**About this exercise**
Copy each record below exactly, please, and leave its pictures out.
[[ Task input, beginning ]]
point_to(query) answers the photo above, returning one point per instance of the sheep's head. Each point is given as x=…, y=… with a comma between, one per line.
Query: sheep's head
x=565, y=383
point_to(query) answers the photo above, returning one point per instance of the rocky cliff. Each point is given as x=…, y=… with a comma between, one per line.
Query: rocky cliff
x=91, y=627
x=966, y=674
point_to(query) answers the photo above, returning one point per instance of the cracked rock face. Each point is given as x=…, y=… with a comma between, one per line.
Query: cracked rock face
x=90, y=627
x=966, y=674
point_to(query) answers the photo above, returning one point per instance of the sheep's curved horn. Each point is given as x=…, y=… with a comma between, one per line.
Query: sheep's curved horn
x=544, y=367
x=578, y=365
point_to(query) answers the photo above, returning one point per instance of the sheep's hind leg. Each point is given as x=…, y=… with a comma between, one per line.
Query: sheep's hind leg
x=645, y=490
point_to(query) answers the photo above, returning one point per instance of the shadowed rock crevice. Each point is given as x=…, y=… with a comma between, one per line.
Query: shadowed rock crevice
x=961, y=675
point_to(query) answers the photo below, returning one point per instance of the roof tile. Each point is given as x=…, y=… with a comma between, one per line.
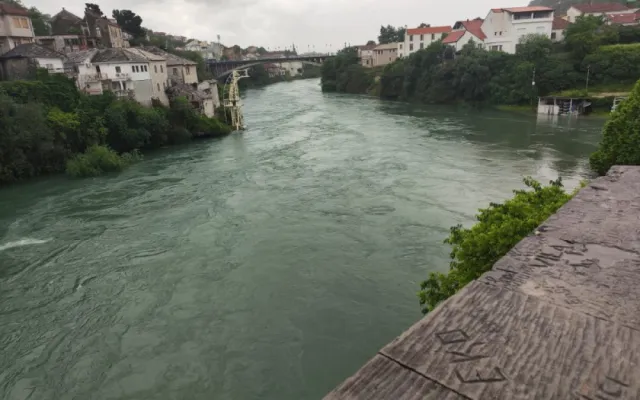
[[ Task input, end ]]
**Solution**
point_to(query) answers the photo above, returning one point per instance of the sheep's head. Each point is given as x=…, y=… with a comma between, one per line.
Query: sheep's head
x=565, y=383
point_to(query) answers the photo above, returning one point per instance of the rocky cliff. Each point is given as x=…, y=… with a comma between, one per line.
Query: rocky cliff
x=91, y=627
x=966, y=674
point_to(query) answers the photo above, returning one point per instance of the cracked rock face. Each point is given as x=…, y=… with a comma between, one per line.
Query: cracked rock face
x=90, y=627
x=966, y=674
point_to(query) answers the photo above, returning one point per instance of the sheep's curved horn. Each point is given as x=…, y=… with a comma between, one per line.
Query: sheep's curved horn
x=544, y=367
x=578, y=365
point_to(query) answers the photo above, returning one point per instance of the sheep's hind leg. Each point is given as x=…, y=… with a comma between, one per line.
Query: sheep's hind leg
x=645, y=490
point_to(query) answers the photo above, returning one point per instance of the shadowed rock crevice. Each point is given as x=…, y=… with a comma between, one per line.
Query: shadowed rock crevice
x=961, y=675
point_to(query) answers the photo below, returning one point per instance of the roof tile. Each point is given as x=…, y=… with a comma between, one per line.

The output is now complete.